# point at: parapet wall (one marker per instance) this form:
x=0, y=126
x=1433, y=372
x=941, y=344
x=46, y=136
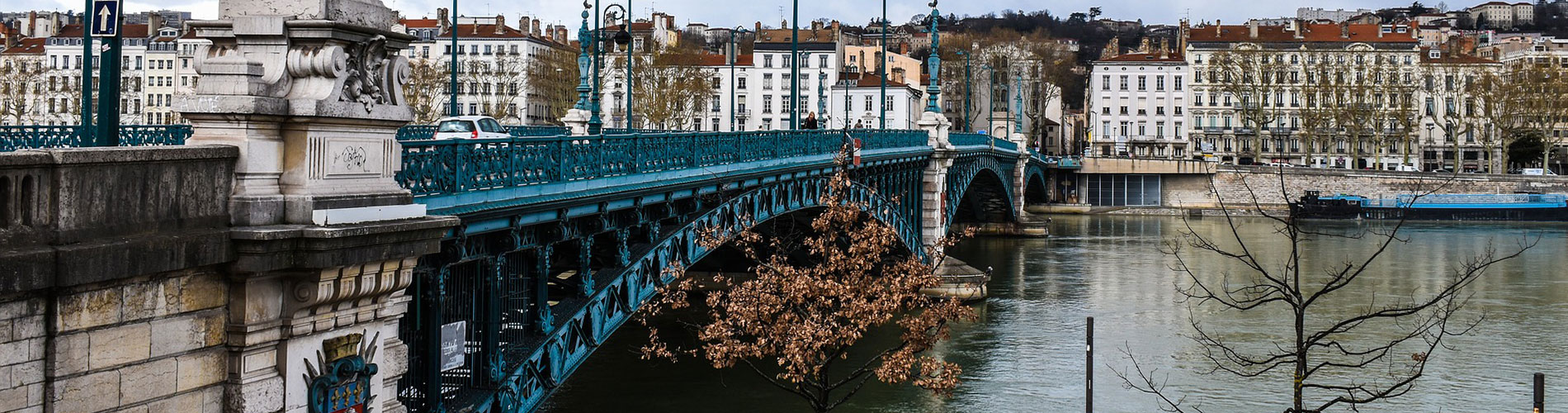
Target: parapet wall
x=1272, y=188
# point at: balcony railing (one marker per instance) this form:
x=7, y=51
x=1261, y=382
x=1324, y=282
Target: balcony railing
x=428, y=131
x=965, y=139
x=438, y=167
x=38, y=137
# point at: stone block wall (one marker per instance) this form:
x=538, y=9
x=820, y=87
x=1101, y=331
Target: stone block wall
x=1275, y=189
x=137, y=344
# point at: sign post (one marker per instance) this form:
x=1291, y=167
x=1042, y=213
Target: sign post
x=106, y=21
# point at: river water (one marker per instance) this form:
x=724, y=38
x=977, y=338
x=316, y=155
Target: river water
x=1026, y=352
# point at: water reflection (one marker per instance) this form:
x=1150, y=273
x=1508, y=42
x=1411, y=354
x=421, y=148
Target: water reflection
x=1026, y=352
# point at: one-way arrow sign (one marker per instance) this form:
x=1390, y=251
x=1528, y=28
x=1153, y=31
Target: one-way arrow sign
x=106, y=17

# # # #

◆ **The task**: Filter the records for lines containing the word "point" and copy each one.

◆ **Exercise output**:
# point at: parapet wall (one marker per instance) this form:
# point at: balcony railing (one marker per instance) this form:
# point at: stone block wall (one marker per instance) this form:
# point at: sign post (one marker per instance) this form:
# point at: river water (one marker per instance) this form:
# point at: water reflection (one marker per instance) this form:
# point at: one-way arrow sign (one marker per instance) this form:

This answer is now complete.